• Task goal
Please retype all the data below exactly, line for line.

• Material for the task
*** Block opens ***

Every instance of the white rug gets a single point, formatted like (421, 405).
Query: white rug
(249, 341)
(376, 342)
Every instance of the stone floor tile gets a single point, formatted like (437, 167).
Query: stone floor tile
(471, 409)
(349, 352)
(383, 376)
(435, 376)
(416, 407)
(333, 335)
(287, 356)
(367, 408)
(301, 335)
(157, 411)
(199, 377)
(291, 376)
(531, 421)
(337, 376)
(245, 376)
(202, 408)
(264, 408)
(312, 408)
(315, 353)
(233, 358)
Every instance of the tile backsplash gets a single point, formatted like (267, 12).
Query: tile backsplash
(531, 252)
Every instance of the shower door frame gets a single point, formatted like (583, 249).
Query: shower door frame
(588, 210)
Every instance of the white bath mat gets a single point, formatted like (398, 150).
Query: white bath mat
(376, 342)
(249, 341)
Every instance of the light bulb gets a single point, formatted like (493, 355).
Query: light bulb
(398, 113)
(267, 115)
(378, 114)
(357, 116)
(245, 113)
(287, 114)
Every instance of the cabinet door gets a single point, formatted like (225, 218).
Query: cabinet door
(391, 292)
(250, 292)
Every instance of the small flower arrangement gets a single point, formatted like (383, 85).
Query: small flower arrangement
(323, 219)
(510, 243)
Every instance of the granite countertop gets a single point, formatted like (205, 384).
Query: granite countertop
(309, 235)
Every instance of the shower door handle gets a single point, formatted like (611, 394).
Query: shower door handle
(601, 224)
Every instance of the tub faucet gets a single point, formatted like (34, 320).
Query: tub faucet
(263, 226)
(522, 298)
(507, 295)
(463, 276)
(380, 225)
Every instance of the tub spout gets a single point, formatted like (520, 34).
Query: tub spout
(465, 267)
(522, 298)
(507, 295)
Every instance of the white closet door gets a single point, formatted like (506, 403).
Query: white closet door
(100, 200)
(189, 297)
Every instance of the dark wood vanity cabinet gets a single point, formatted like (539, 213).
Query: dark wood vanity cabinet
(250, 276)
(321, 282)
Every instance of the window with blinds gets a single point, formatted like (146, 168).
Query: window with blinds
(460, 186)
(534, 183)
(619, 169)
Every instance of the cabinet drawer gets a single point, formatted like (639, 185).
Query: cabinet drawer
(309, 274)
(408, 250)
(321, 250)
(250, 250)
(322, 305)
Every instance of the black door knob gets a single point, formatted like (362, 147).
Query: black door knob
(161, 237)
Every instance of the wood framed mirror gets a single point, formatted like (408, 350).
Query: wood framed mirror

*** Block closes ***

• Exercise output
Every instance of the white rug gets a single point, formatted like (421, 405).
Query: white rug
(249, 341)
(376, 342)
Every instance of the stone floor tile gets a single point, formatted like (437, 167).
Query: stone floor tile
(471, 409)
(349, 352)
(383, 376)
(435, 376)
(416, 407)
(333, 335)
(287, 356)
(367, 408)
(301, 335)
(157, 411)
(199, 377)
(291, 376)
(531, 421)
(337, 376)
(245, 376)
(202, 408)
(264, 408)
(312, 408)
(315, 353)
(233, 358)
Every instance of the tile backsplash gets a single point, formatted like (267, 12).
Query: tile backsplash
(531, 252)
Every instance of the shower door frame gets a single point, formatted like (583, 249).
Query: shower door frame
(588, 210)
Every instance of the white bath mat gets a single point, formatted like (398, 150).
Query: white bath mat
(376, 342)
(249, 341)
Every instance of the light bulb gets a single point, formatted like (493, 355).
Query: light bulb
(398, 113)
(267, 115)
(378, 114)
(357, 116)
(245, 113)
(287, 114)
Every instance of the cabinet door gets a single point, formatted like (225, 218).
Query: cabinet door
(391, 292)
(250, 292)
Every instance of the small flower arrangement gets a single point, formatted like (383, 85).
Query: small flower arrangement
(323, 219)
(510, 243)
Every instance of the granite countertop gets a single point, formatted like (205, 384).
Query: granite countertop
(309, 235)
Every instance of the shower door handle gets a single point, formatted like (611, 394).
Query: shower door handle
(601, 224)
Every instance of the tub faucet gets a single point, formatted like (34, 320).
Query: tub faucet
(263, 226)
(522, 298)
(507, 295)
(463, 276)
(380, 225)
Every instance of the tub spout gets a single point, formatted like (520, 34).
Query: tub spout
(465, 267)
(522, 298)
(507, 295)
Every instance of the white closet door gets a single point, formatted like (506, 403).
Query: white closet door
(100, 200)
(189, 297)
Every instance of the dark wood vanity cabinet gets a single point, formatted like (539, 213).
Query: dark wood vanity cabinet
(250, 276)
(321, 282)
Every instance of the window with blinds gets a single point, formatted like (146, 168).
Query: window with blinds
(460, 186)
(534, 183)
(619, 169)
Every instance of the cabinet drawer gets a single point, formatted like (639, 185).
Query: cabinet drawer
(309, 274)
(408, 250)
(321, 250)
(250, 250)
(322, 305)
Every instance of the black door knob gets a single point, formatted like (362, 147).
Query: black door knob
(161, 237)
Every instance of the wood framed mirror gets a single point, formatted like (408, 350).
Query: wood framed mirror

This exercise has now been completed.